*PAGE TEXT*:
Studio album by Major Harris
- Released: 1975
- Recorded: 1975
- Studio: Sigma Sound, Philadelphia, Pennsylvania
- Genre: Soul, Philly soul
- Length: 41:23
- Label: Atlantic
- Producer: Bobby Eli, Melvin and Mervin Steals, Ron "Have Mercy" Kersey, WMOT Productions

Major Harris chronology
|  | My Way (1975) | Jealousy (1981) |

= My Way (Major Harris album) =

My Way is the debut album by former The Delfonics vocalist Major Harris. Released in 1975 and recorded at Sigma Sound Studios, Harris scored a hit in the United States with the single "Love Won't Let Me Wait". The single hit number five on the pop chart and number one on the soul chart for one week. It was awarded a gold disc by the RIAA. on June 25, 1975.

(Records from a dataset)
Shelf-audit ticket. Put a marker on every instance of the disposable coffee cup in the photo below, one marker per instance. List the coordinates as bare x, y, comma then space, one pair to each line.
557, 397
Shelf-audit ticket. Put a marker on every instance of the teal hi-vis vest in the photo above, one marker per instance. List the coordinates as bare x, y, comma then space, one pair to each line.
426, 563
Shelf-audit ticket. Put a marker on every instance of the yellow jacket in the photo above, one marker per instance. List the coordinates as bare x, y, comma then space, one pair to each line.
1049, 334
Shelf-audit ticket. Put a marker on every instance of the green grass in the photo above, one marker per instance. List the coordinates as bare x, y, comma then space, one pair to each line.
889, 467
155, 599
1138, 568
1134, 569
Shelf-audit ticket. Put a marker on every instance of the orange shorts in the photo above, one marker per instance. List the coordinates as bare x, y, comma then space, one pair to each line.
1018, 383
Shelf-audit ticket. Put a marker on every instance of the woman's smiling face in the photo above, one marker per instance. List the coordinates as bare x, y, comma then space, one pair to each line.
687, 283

*REQUEST*:
Please repeat the album text word for word, starting at "Major Harris chronology" and ending at "June 25, 1975.". These records have no connection to the album text.

*RESULT FOR THIS TASK*:
Major Harris chronology
|  | My Way (1975) | Jealousy (1981) |

= My Way (Major Harris album) =

My Way is the debut album by former The Delfonics vocalist Major Harris. Released in 1975 and recorded at Sigma Sound Studios, Harris scored a hit in the United States with the single "Love Won't Let Me Wait". The single hit number five on the pop chart and number one on the soul chart for one week. It was awarded a gold disc by the RIAA. on June 25, 1975.